• [TASK DESCRIPTION]: Please state how many of the lines below contain the string "garage", treating uppercase and lowercase as different. Reply with the number alone.

• [RECORDED DATA]:
--------

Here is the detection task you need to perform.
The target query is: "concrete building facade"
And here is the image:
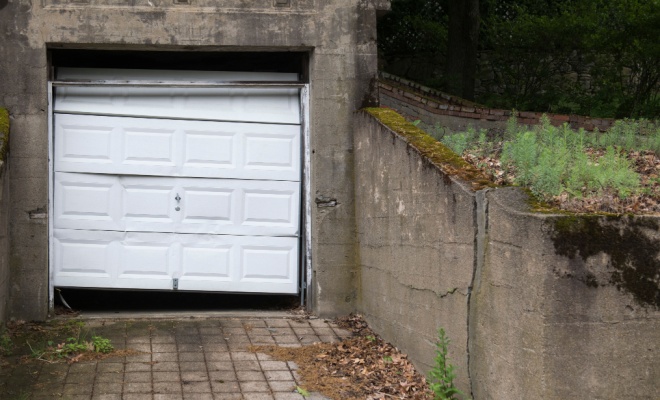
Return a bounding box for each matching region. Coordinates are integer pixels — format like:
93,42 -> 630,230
0,0 -> 389,320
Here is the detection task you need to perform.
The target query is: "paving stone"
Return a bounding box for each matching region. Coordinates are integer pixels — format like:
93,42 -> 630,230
179,361 -> 206,371
181,371 -> 209,384
183,392 -> 213,400
213,393 -> 247,400
126,352 -> 151,362
122,393 -> 153,400
314,327 -> 335,336
275,392 -> 305,400
309,318 -> 331,328
151,361 -> 179,372
96,363 -> 124,373
209,370 -> 238,382
93,382 -> 122,395
298,335 -> 321,344
206,352 -> 231,361
211,381 -> 241,393
179,352 -> 204,362
243,391 -> 275,400
62,383 -> 92,397
259,361 -> 289,371
124,382 -> 151,395
264,319 -> 289,328
124,366 -> 151,382
95,372 -> 124,386
125,362 -> 152,373
177,343 -> 204,353
319,336 -> 340,343
153,382 -> 182,396
264,370 -> 293,382
151,371 -> 180,383
151,353 -> 179,361
233,361 -> 261,371
69,362 -> 96,374
154,393 -> 183,400
65,371 -> 96,385
273,335 -> 298,344
293,326 -> 316,336
236,371 -> 266,382
268,381 -> 296,393
151,341 -> 176,353
238,380 -> 270,392
206,361 -> 234,371
181,381 -> 211,393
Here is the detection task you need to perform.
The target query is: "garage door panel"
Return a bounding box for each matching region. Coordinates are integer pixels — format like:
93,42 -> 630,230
53,229 -> 299,294
54,172 -> 300,236
54,68 -> 300,124
122,128 -> 177,167
55,114 -> 300,182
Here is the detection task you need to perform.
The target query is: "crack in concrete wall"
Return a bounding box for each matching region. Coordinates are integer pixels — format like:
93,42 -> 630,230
354,109 -> 660,400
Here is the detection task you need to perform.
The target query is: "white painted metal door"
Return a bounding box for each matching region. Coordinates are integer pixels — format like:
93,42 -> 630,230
51,69 -> 301,293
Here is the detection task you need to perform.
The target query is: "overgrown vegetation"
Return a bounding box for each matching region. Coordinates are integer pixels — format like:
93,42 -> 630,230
429,328 -> 465,400
378,0 -> 660,118
0,320 -> 114,363
422,117 -> 660,212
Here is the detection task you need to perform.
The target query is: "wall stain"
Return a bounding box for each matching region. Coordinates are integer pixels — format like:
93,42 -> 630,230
552,215 -> 660,309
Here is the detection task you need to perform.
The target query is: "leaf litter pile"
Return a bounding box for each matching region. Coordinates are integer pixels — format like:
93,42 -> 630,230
250,315 -> 433,400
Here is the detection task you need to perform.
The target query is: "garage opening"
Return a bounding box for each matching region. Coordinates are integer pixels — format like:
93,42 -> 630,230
49,50 -> 307,308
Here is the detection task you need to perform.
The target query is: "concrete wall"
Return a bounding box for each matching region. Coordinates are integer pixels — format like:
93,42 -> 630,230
355,108 -> 660,399
0,0 -> 389,320
0,108 -> 10,324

--------

• [THE ANSWER]: 2